• **Challenge**
Only the lines starting at the one that contains "Confirm that each instance of the building" and running to the end should be repeated, exactly as written.

☆ ☆ ☆ ☆

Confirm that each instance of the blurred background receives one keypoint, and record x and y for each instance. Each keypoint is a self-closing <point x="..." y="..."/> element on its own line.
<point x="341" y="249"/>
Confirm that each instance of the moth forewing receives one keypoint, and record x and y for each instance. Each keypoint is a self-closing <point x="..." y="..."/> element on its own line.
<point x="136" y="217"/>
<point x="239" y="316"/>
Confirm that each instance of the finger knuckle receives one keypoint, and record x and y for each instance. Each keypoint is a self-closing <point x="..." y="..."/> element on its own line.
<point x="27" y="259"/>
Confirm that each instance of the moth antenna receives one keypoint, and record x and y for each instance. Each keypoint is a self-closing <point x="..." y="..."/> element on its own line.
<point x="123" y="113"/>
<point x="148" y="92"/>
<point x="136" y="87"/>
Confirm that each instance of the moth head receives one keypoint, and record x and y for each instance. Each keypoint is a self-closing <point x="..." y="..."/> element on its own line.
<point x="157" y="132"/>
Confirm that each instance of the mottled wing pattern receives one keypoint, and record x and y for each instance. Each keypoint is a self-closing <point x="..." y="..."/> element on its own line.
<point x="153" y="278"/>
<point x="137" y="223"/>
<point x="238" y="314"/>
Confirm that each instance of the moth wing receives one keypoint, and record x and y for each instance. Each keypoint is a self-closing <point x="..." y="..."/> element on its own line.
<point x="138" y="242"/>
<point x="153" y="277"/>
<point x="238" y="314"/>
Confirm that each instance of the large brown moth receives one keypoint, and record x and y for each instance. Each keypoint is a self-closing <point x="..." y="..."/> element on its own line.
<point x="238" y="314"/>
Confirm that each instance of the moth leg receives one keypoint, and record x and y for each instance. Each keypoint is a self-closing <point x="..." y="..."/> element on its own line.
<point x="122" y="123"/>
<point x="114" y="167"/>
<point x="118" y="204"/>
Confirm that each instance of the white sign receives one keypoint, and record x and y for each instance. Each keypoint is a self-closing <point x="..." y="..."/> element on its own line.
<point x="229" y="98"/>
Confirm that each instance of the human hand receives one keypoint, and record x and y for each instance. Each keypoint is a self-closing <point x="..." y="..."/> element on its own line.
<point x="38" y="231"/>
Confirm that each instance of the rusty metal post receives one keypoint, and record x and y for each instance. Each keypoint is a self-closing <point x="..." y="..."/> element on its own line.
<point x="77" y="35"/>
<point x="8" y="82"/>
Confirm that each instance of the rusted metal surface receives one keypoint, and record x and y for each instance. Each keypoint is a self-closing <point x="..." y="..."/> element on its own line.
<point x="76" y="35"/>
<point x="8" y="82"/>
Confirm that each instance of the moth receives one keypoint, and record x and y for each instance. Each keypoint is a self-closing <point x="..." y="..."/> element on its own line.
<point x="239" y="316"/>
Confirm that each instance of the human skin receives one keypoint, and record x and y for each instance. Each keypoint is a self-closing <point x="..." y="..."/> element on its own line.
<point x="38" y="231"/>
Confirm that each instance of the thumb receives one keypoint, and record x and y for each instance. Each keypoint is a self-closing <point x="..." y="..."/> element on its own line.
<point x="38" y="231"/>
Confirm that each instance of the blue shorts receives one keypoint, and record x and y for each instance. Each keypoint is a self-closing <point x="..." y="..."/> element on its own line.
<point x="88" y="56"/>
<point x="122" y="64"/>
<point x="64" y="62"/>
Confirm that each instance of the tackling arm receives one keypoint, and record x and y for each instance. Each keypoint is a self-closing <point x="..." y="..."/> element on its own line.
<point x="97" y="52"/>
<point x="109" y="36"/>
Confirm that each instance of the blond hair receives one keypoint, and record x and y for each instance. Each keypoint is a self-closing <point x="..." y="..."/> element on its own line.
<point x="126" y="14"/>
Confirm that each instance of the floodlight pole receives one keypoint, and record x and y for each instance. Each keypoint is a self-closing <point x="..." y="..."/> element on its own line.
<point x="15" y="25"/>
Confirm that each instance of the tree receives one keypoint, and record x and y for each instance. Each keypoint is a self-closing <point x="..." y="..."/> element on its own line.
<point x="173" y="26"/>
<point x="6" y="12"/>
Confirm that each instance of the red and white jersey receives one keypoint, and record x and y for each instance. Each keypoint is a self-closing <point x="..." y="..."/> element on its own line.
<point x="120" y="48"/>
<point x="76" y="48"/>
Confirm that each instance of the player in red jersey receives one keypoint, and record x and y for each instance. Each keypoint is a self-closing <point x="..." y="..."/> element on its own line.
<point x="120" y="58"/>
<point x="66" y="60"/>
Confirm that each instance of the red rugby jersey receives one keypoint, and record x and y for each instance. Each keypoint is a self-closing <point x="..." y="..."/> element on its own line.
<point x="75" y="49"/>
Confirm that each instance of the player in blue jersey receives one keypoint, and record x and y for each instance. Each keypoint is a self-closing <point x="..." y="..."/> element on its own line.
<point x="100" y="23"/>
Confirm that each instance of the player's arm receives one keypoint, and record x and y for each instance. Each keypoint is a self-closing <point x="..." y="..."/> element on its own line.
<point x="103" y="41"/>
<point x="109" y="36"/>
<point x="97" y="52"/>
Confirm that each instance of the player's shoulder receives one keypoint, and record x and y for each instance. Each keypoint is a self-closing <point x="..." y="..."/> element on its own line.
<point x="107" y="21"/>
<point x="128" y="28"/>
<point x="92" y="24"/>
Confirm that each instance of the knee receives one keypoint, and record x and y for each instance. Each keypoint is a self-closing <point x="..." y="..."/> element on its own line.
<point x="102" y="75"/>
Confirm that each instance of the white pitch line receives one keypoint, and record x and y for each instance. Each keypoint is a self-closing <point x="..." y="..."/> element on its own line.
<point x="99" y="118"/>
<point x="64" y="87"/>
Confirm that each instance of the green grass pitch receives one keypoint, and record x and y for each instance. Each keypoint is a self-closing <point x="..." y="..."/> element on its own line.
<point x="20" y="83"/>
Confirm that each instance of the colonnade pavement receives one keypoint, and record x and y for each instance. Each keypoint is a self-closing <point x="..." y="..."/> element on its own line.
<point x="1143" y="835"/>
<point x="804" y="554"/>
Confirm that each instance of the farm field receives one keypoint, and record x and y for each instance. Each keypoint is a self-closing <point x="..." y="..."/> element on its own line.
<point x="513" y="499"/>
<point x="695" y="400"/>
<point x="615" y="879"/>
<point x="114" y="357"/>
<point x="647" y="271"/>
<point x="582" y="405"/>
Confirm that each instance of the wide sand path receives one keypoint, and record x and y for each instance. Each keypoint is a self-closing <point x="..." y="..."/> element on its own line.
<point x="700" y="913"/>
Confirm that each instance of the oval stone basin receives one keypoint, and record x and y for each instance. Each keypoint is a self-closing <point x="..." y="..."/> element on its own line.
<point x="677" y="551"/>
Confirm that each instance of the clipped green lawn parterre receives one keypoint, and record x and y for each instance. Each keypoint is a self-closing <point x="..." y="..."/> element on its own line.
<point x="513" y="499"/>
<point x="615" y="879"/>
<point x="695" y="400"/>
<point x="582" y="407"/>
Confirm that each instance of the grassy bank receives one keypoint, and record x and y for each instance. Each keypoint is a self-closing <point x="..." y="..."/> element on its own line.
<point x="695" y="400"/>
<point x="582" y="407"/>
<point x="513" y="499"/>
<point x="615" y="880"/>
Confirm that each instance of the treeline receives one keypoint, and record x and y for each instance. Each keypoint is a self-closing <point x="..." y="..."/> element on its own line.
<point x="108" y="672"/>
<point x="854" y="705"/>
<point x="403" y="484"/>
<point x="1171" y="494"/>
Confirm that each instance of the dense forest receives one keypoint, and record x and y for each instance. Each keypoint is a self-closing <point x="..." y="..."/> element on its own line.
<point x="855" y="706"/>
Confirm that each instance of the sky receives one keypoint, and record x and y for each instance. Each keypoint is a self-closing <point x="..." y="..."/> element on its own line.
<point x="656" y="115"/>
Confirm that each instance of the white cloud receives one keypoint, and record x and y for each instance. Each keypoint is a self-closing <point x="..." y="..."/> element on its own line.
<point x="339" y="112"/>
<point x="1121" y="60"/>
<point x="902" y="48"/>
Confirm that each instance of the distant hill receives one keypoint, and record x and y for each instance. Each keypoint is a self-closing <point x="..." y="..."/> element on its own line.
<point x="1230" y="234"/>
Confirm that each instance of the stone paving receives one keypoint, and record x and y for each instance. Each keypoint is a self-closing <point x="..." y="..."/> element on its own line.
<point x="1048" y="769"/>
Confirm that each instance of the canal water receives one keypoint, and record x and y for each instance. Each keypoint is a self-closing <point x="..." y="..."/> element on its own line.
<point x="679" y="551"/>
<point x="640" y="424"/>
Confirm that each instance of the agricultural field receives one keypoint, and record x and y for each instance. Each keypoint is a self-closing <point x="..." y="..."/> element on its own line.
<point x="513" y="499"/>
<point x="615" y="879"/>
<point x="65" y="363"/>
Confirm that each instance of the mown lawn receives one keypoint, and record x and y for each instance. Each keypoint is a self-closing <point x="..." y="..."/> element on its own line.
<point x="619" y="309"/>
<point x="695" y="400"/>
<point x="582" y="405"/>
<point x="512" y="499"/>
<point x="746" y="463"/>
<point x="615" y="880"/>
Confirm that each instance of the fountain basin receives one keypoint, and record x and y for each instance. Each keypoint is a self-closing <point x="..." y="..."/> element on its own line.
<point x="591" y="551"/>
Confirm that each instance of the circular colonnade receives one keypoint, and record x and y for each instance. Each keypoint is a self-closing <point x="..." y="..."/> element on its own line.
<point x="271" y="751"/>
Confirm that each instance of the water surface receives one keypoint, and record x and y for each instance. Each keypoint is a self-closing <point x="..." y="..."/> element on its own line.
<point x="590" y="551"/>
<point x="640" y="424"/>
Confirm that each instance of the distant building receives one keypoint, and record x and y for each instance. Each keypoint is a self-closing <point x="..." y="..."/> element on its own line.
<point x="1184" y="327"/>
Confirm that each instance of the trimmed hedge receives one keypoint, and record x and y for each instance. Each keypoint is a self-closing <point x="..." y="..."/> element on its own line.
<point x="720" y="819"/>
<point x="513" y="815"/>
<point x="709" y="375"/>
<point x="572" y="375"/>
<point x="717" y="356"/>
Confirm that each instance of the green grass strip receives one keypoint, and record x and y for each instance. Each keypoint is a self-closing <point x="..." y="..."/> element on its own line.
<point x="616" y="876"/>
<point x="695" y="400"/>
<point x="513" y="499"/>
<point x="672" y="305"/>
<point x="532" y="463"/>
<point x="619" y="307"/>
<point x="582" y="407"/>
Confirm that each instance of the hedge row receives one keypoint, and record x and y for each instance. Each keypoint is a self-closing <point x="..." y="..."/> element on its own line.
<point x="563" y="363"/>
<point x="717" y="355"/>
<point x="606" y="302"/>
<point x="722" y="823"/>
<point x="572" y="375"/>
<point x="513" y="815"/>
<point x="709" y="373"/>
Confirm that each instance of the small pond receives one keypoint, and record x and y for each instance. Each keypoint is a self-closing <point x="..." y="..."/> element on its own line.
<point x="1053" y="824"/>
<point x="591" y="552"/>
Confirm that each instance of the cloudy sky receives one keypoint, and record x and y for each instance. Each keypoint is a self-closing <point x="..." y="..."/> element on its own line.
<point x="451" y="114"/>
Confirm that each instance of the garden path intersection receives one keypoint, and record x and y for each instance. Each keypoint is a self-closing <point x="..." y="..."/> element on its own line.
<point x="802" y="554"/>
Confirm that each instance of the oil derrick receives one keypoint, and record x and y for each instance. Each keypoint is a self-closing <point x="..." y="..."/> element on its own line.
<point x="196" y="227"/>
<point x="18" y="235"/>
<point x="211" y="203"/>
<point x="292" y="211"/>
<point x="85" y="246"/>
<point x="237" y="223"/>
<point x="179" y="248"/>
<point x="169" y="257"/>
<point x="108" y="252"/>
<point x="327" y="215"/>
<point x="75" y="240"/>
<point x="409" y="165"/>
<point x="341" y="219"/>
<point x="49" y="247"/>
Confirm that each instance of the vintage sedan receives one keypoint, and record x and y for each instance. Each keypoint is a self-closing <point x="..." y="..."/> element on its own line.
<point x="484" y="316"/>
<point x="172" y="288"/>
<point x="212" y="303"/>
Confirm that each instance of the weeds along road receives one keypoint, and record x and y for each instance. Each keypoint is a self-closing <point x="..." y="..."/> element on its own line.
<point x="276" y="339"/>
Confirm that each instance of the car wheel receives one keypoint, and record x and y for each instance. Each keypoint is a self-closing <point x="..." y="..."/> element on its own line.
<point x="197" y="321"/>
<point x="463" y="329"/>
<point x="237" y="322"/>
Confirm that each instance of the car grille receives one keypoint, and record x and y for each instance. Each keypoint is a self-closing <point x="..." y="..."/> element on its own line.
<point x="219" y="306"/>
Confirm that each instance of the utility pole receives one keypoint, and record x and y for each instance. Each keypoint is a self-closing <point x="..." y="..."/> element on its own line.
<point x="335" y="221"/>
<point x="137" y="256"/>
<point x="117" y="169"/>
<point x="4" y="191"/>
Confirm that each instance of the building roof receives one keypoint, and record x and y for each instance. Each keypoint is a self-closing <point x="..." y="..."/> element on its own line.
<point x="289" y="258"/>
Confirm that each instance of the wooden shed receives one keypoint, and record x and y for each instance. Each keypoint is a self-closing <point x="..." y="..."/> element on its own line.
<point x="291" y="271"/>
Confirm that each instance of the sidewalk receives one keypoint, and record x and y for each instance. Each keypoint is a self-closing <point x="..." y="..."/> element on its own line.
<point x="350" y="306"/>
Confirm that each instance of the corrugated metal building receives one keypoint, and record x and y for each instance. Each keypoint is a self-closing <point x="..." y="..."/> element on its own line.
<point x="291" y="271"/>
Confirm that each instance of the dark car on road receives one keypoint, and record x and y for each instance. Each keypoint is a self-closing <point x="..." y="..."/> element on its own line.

☆ ☆ ☆ ☆

• **Correct output**
Confirm that each instance of the building roof receives one keypoint, and record x and y for each instance. Each keypoint is a self-closing <point x="..." y="..."/> element on its own line.
<point x="289" y="258"/>
Confirm that each instance of the wooden shed receives one keypoint, and record x and y for each instance. Each keypoint is a self-closing <point x="..." y="..."/> element on its own line.
<point x="291" y="271"/>
Confirm that each instance of the sidewalk receives one keypoint, and record x and y for each instance. Each keypoint is a self-closing <point x="..." y="..."/> element on its own line.
<point x="350" y="306"/>
Confirm that each instance of the corrugated metal building receives one keypoint, and record x and y for each instance. Each keypoint is a self-closing <point x="..." y="..."/> element on its own line.
<point x="291" y="271"/>
Confirm that each instance of the dark car on road receives one keypoint, and record x and y for each instance. Each keypoint is a self-closing <point x="..." y="..."/> element on its own line.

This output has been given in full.